EXCERPT TO READ:
- Opening Delimiter -

Many years ago, before untamed, fiery youth gave way to sobering maturity, there was a time in my life I lived it in the most truly wild and adventurous manner. And while in intention it may have been no more than the usual rebellion as a rite of passage that human beings celebrate as an extended coming of age ceremony to fully experience the seemingly limitless possibilities of youth, it led, by numerous unplannable coincidences of being in the right places at the right time, to a respectable majority of my acquired wealth of knowledge of other worlds and how they interact with our own. At the time it was no more than a mere collection of anecdotes, strange occurances, taking place here and there, but through the gift of hindsight I can now safely say that they were puzzle pieces that upon increasing in number and through maturing reflection formed the bigger picture that I now possess.
One such anecdote made its permanent mark on my memory as it occured in the Spring of 2004. I was at the time constantly searching the internet for like-minded souls and by one coincidence or other at the time I was finding a girl equally interested in the deep of the occult as I was. We were soon conversing in subjects far beyond the conventions of human perception, and as worldly matters regularly follow the arcane, she was soon inviting me to her residence in the United States of America. Oh, to see those native lands of those immortal scholars of the occult, the soils that the likes of H.P. Lovecraft or Richard E. Byrd walked on, among these towers of steel and concrete and the endless stretches of primal land untouched by civilised humankind in between, it surely was an experience to behold all by itself.

- Closing Delimiter -

WHAT TO WORK ON: Transcribe the stretch of the occult memoir above from "One such anecdote" through "all by itself.".

GIVEN INFORMATION:
- Opening Delimiter -

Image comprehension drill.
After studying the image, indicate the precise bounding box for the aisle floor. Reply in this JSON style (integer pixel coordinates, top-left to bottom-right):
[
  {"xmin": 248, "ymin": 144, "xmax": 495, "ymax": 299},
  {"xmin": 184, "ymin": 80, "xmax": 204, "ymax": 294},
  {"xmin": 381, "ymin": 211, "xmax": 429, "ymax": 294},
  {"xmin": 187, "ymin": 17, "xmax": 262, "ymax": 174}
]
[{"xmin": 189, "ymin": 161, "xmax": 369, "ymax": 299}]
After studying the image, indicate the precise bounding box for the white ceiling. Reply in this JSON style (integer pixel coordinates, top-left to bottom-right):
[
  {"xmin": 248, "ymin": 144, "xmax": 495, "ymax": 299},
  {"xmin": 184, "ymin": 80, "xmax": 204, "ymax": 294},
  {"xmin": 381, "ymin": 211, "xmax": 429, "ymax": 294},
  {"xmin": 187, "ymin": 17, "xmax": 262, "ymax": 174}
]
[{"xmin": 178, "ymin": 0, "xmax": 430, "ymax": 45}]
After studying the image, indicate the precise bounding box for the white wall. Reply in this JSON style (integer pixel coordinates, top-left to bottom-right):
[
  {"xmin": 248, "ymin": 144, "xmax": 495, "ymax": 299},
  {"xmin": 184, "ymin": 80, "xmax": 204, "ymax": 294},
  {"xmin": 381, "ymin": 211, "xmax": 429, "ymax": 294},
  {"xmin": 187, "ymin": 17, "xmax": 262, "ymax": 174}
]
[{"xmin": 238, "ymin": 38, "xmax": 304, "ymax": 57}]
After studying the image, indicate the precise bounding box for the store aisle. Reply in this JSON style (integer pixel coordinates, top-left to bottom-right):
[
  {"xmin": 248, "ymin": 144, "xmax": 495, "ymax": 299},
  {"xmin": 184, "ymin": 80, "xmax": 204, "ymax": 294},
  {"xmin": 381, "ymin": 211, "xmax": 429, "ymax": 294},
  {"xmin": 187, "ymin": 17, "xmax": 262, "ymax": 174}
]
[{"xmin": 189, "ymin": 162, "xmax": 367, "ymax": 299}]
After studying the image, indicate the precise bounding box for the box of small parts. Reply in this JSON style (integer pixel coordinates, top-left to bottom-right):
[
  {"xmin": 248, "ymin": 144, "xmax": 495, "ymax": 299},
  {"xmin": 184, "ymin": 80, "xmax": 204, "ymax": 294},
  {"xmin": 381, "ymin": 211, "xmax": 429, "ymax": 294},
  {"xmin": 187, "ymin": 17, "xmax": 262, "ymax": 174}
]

- Closing Delimiter -

OUTPUT OF THE EXERCISE:
One such anecdote made its permanent mark on my memory as it occured in the Spring of 2004. I was at the time constantly searching the internet for like-minded souls and by one coincidence or other at the time I was finding a girl equally interested in the deep of the occult as I was. We were soon conversing in subjects far beyond the conventions of human perception, and as worldly matters regularly follow the arcane, she was soon inviting me to her residence in the United States of America. Oh, to see those native lands of those immortal scholars of the occult, the soils that the likes of H.P. Lovecraft or Richard E. Byrd walked on, among these towers of steel and concrete and the endless stretches of primal land untouched by civilised humankind in between, it surely was an experience to behold all by itself.